+++ Task material +++
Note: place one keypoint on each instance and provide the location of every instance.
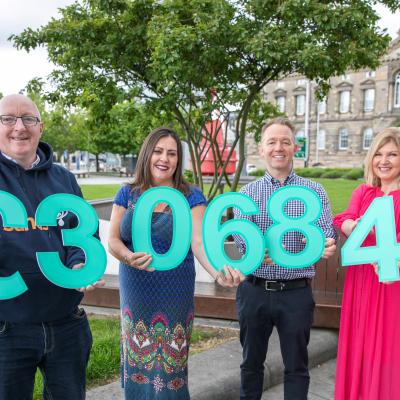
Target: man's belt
(278, 286)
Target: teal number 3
(387, 251)
(14, 216)
(315, 239)
(81, 236)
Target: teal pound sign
(386, 252)
(14, 215)
(80, 236)
(215, 234)
(315, 238)
(182, 226)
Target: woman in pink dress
(368, 362)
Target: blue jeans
(60, 349)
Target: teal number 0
(315, 239)
(387, 251)
(214, 234)
(14, 215)
(182, 226)
(81, 236)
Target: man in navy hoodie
(42, 328)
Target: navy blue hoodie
(43, 301)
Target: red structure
(214, 130)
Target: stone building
(359, 105)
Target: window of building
(280, 103)
(397, 91)
(343, 139)
(369, 99)
(322, 106)
(321, 135)
(300, 104)
(344, 101)
(367, 138)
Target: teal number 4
(386, 253)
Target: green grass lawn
(104, 362)
(339, 191)
(95, 192)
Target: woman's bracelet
(125, 259)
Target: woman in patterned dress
(157, 306)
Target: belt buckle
(268, 288)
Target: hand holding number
(99, 283)
(330, 248)
(229, 277)
(138, 260)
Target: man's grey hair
(277, 121)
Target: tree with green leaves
(175, 55)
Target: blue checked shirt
(260, 191)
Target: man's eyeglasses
(11, 120)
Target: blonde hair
(388, 135)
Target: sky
(17, 67)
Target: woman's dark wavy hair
(142, 180)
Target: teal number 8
(14, 215)
(315, 239)
(81, 236)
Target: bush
(258, 172)
(333, 174)
(310, 172)
(354, 174)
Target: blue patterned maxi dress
(156, 312)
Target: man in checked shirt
(274, 295)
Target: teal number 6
(214, 234)
(81, 236)
(14, 215)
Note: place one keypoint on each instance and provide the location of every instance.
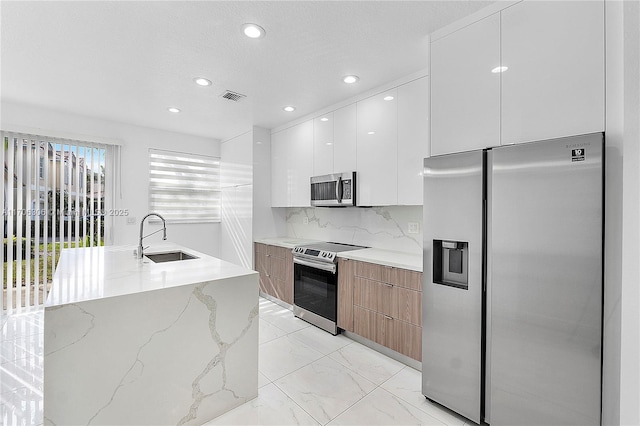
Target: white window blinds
(184, 188)
(57, 194)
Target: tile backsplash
(380, 227)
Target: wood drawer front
(276, 251)
(368, 324)
(278, 268)
(409, 305)
(406, 278)
(376, 296)
(346, 279)
(266, 284)
(372, 271)
(411, 336)
(260, 248)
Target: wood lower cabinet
(275, 265)
(346, 278)
(386, 305)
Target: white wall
(630, 294)
(236, 171)
(135, 142)
(621, 373)
(246, 192)
(267, 221)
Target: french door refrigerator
(513, 282)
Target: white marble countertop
(92, 273)
(286, 242)
(411, 261)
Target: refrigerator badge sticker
(577, 154)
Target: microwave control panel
(346, 189)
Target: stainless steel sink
(170, 256)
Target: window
(42, 215)
(184, 188)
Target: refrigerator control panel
(450, 263)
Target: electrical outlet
(413, 227)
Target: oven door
(315, 293)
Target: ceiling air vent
(233, 96)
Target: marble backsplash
(380, 227)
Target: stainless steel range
(315, 283)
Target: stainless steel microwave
(335, 190)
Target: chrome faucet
(164, 233)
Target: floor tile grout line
(376, 386)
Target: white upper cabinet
(292, 166)
(301, 165)
(344, 139)
(465, 94)
(323, 145)
(377, 153)
(554, 85)
(413, 139)
(279, 166)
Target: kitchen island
(130, 341)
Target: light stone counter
(398, 259)
(129, 341)
(286, 242)
(411, 261)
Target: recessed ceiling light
(253, 30)
(201, 81)
(350, 79)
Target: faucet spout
(140, 251)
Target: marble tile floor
(307, 377)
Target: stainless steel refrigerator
(513, 282)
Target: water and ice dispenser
(450, 263)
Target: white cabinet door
(300, 164)
(465, 94)
(344, 139)
(555, 82)
(377, 150)
(292, 166)
(323, 144)
(279, 168)
(413, 139)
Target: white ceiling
(128, 61)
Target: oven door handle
(329, 267)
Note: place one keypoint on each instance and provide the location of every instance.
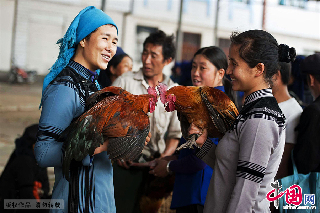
+++
Exercise directions —
Pull out every line of the items above that contains the word "light", matching case exactly.

Answer to the exercise —
Target: light stone counter
Target: recessed ceiling light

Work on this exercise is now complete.